— The task —
Copy out the entire listing below exactly as it appears, line for line. Leave the pictures out of your copy.

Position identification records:
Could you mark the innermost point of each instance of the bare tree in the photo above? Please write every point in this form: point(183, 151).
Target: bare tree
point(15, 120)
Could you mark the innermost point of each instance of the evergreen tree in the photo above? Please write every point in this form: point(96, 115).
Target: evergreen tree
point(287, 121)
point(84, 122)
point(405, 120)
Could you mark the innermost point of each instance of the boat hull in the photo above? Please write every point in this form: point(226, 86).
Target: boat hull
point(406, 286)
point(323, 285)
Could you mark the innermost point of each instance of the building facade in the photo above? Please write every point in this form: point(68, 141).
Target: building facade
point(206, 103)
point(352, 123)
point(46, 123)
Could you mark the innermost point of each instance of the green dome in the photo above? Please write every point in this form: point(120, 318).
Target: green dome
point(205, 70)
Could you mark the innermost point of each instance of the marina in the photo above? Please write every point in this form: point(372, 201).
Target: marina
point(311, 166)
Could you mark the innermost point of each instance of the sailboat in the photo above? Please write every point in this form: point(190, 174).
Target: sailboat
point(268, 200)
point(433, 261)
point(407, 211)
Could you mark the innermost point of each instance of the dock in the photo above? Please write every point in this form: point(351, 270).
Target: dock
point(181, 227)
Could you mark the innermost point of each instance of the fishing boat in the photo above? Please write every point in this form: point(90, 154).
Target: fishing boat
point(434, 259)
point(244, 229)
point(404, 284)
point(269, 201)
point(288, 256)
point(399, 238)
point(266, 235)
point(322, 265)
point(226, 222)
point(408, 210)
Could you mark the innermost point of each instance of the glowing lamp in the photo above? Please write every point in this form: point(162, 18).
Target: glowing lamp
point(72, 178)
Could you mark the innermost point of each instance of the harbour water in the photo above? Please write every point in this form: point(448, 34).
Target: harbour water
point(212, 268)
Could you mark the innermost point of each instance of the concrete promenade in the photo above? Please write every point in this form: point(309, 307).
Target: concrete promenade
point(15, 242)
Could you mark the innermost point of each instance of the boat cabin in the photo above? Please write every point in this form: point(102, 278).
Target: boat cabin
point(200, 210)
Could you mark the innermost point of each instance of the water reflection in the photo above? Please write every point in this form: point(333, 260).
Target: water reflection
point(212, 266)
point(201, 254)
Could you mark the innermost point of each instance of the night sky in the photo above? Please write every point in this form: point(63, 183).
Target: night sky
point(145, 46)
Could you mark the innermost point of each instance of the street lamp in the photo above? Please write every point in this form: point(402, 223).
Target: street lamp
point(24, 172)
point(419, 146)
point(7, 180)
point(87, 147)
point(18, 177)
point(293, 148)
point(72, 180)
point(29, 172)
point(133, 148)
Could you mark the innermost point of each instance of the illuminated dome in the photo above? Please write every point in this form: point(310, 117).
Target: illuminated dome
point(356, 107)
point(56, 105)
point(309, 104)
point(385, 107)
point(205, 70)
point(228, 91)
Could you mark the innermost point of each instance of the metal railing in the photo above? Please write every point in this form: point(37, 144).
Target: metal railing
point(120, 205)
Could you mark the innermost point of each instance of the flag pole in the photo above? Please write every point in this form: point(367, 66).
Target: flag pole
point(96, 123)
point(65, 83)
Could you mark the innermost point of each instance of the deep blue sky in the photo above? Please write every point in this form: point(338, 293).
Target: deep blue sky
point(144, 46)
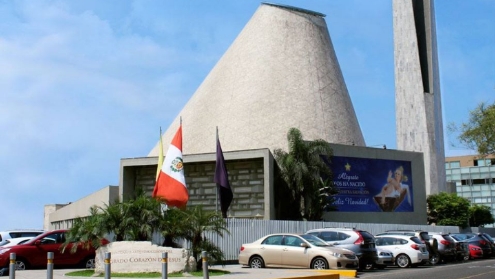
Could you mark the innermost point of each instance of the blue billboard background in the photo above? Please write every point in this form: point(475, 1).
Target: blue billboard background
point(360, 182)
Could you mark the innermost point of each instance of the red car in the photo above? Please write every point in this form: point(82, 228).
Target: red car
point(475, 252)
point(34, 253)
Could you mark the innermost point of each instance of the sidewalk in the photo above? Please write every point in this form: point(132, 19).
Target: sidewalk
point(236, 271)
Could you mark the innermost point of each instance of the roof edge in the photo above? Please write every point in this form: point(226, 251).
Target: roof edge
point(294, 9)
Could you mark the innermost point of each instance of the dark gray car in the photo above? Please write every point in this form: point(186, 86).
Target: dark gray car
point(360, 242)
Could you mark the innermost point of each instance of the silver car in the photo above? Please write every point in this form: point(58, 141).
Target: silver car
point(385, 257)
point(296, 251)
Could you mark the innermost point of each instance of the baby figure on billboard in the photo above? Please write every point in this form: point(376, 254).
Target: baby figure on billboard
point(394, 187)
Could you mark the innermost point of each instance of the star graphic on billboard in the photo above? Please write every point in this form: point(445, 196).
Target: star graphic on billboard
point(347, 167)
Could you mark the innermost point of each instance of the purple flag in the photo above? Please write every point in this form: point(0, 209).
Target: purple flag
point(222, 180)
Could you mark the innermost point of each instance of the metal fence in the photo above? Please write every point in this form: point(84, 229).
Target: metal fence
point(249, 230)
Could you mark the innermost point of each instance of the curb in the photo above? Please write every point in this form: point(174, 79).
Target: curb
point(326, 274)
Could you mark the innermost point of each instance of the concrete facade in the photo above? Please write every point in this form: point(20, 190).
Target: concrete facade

— Finished task —
Could you mark the innermost point of each instance of the bare tree in the photo above? Please write every point in this form: point(183, 151).
Target: bare tree
point(15, 120)
Could you mark the innermost point of each instance of the evergreen tree in the photo above? Please write every point in this form: point(96, 115).
Target: evergreen tree
point(287, 121)
point(84, 122)
point(405, 120)
Could you mark the innermost point of each instance of the boat hull in the photo above? Please write every point in this form: point(226, 86).
Target: boat hull
point(406, 286)
point(323, 285)
Could you mark the innermost point of each instance of the building facade in the photo above? Please write every point in this form: point(68, 141).
Target: building facade
point(206, 103)
point(352, 123)
point(46, 123)
Could you mark the innermost point of each instance of the green dome in the photo above? Please write every point in this form: point(120, 318).
Target: green dome
point(205, 70)
Could you mark the innermost point of each instance of the marina in the photo above? Please write every point in this form: point(372, 201).
Target: marina
point(311, 166)
Could you mark the innermost point of each instance of the sailboat in the photo above? Please write every point in this form: point(190, 174).
Target: sailboat
point(268, 200)
point(433, 261)
point(407, 211)
Could you mark the innermost point of each instance of the dock in the photo above? Please write every point in this form: point(351, 270).
Target: dock
point(181, 227)
Could you mark the innermost point of each instance of the fishing boat in the photo above? Please write every point in this form: point(90, 154).
Target: fishing boat
point(434, 259)
point(244, 229)
point(404, 284)
point(269, 201)
point(288, 256)
point(399, 238)
point(266, 235)
point(322, 265)
point(226, 222)
point(408, 210)
Could you mark the innermost point of each instance of the glowing lamp in the photo above? Please write every point in this form: point(162, 18).
Target: glowing lamp
point(72, 178)
Could you mark the innermost point of each instance of the harbour water in the photo above? Please write every point in this form: point(448, 34).
Target: harbour water
point(212, 268)
Could you mark the innermost point of each instance of the concrete promenade in the photo above? Please write every point in this form: point(309, 307).
Target: concrete promenade
point(15, 242)
Could you mark the innermost point of each instance of the boat cabin in the photo above? Please write every point in this form: point(102, 278).
Target: boat cabin
point(200, 210)
Could you mark the innermost point of each instance of the water reflection in the photo above? Please write every point in this form: point(333, 260).
Target: water reflection
point(212, 266)
point(201, 254)
Could you mark the innermost point of each instance of the night sky in the photo above? Please write every point in this form: point(63, 183).
Target: night sky
point(145, 46)
Could you mark the innermost point of each instance of the street lamp in the photo above? Please write every point in this form: point(402, 223).
Target: street lamp
point(24, 172)
point(419, 146)
point(7, 180)
point(87, 147)
point(18, 177)
point(293, 148)
point(72, 180)
point(29, 172)
point(133, 148)
Could you mark the innermost point of each instance of the illuminated dome in the photo above? Please write every point in this form: point(310, 117).
Target: illuminated dome
point(356, 107)
point(56, 105)
point(309, 104)
point(385, 107)
point(205, 70)
point(228, 91)
Could you mark the innermost point of each instance of the metal railing in the photo above? Please write every point in this form: point(37, 144).
Target: metal railing
point(120, 205)
Could you mark the innermost point of each instance of the flag pole in the photo above? Please write every point in this form: point(367, 66).
Target: flag pole
point(96, 123)
point(65, 83)
Could you mark the innermost point of each instance of the deep blue sky in the photo above? Please write every point in this form: point(338, 293).
Target: deep blue sky
point(144, 46)
Could you mark the innermost point of each instance of the blue billboard background in the photo above? Please write every point in this form: point(475, 1).
Target: blue billboard background
point(360, 182)
Could you mark the innermost point of each instance of the red car in the photo above? Please write every point in this form: point(82, 228).
Target: red car
point(475, 252)
point(34, 253)
Could you mark the innermost point of each instance of the sidewalk in the photo above? Please write every point in this form: point(132, 19).
Target: sidewalk
point(236, 271)
Could you mark the innermost point of each instance of the roof edge in the photo above? Please write every point in this form: point(226, 251).
Target: roof edge
point(294, 9)
Could you mark the innermost point of each instance of the dark gray car in the photo above? Please write every point in this form: point(186, 86).
Target: dark gray car
point(360, 242)
Could you mark the innermost point of each instance of the silver car in the photo above? Please write every point in this form: point(58, 141).
Target: silver car
point(385, 257)
point(296, 251)
Could you mark the innermost point of each instance of the baby figure on billboard in the photo above? Please write every point in this form: point(376, 254).
Target: baby figure on billboard
point(394, 187)
Could you mark the innermost point of each instance of the star graphic on billboard in the photo above? Please write every point in this form: point(445, 196).
Target: star graphic on billboard
point(347, 167)
Could you mark the innermost point of each instance of the purple flag in the photo above? Please write every point in this form: point(0, 209).
Target: purple flag
point(222, 180)
Could you mark the innermost point of each instance of the metal fence in the photo above? Please write every point in this form: point(84, 229).
Target: metal fence
point(249, 230)
Could you mark the innermost point of each instance of the curb in the photo above? Please write every point in this form: point(174, 79).
Target: curb
point(326, 274)
Could you mark the innermost point of each instance of the concrete facade in the photo above? Please write every point in this form: point(20, 190).
Target: concrete facade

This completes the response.